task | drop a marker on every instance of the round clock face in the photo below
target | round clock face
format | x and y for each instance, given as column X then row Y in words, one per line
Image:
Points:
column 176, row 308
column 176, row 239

> [PROBLEM DETAILS] In the entries above, which lines hold the word "round"? Copy them out.

> [ANSWER SECTION]
task | drop a marker on every instance of the round clock face in the photo below
target | round clock face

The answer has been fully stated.